- **Aim**
Count the lines in the records below that contain the string "ceiling", matching case exactly. Reply with that number only.

- **Dataset records**
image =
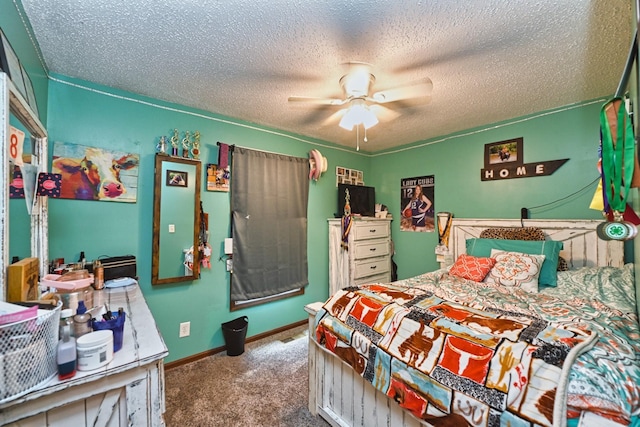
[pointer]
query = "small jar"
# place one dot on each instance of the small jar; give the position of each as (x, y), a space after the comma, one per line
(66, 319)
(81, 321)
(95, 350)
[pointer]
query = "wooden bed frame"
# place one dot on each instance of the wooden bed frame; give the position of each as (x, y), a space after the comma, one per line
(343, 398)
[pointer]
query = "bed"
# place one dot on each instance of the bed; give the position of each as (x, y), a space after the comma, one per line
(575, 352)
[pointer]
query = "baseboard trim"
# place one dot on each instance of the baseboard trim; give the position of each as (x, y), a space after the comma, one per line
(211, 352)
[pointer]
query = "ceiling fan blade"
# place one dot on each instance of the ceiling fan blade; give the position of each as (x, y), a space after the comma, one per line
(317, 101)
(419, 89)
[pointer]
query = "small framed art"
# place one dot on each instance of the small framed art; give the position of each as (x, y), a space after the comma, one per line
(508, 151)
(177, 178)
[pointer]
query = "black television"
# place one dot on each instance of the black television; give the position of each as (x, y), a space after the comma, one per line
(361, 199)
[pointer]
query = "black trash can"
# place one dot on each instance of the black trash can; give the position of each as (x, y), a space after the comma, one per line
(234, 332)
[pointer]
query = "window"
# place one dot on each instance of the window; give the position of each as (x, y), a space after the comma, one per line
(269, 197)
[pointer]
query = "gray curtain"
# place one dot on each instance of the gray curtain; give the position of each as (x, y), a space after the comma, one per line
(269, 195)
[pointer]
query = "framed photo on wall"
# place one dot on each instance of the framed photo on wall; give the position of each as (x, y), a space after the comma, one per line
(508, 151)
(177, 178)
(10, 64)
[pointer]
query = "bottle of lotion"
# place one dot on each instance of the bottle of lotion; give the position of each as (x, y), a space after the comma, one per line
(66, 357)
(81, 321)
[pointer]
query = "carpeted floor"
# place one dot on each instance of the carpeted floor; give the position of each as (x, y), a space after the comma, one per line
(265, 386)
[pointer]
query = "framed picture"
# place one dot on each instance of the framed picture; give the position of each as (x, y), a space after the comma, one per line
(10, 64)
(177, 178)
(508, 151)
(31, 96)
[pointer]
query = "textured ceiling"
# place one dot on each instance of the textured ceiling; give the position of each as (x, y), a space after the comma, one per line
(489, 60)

==

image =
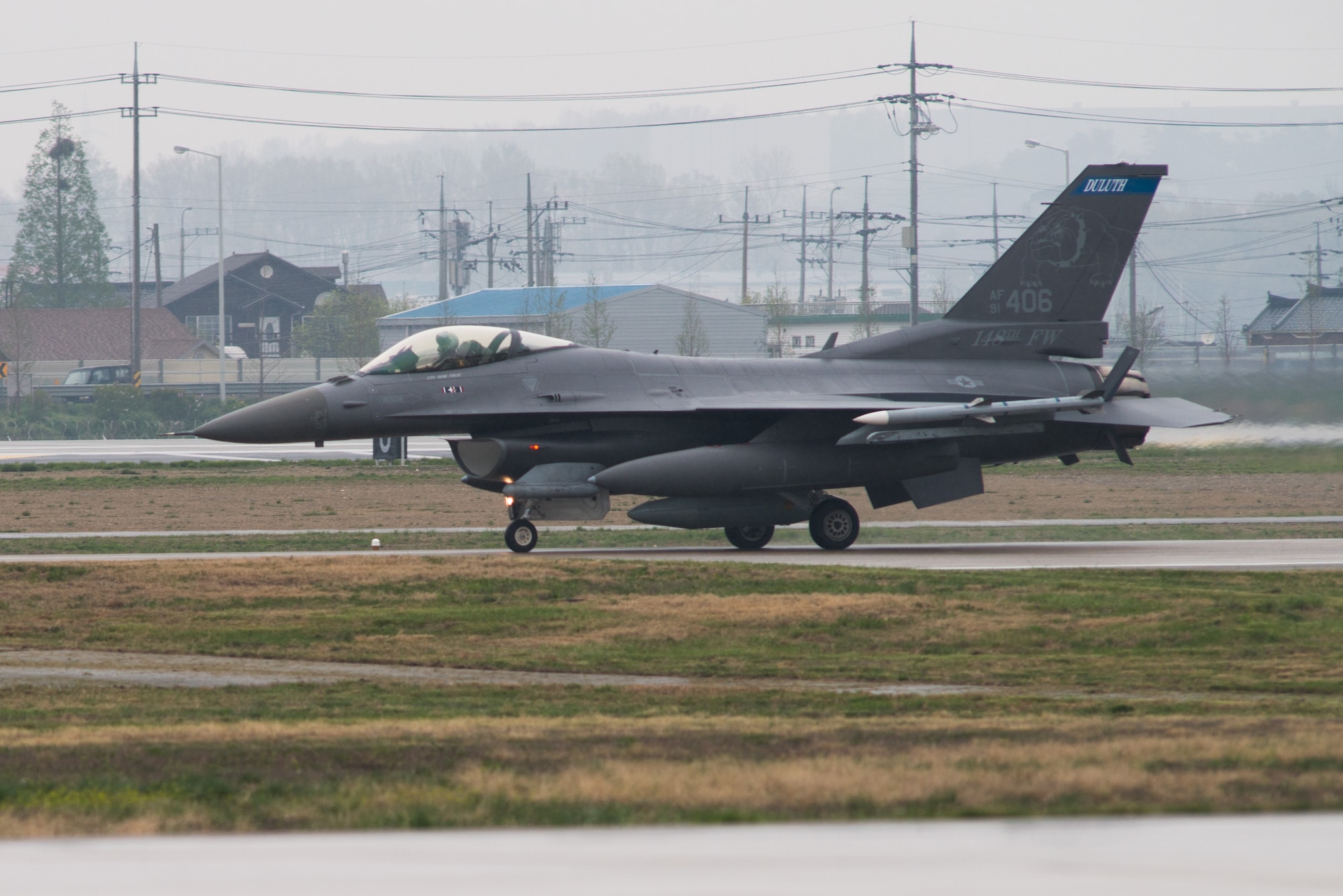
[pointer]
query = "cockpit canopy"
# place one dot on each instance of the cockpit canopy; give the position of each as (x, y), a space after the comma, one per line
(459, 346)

- **Output of the task**
4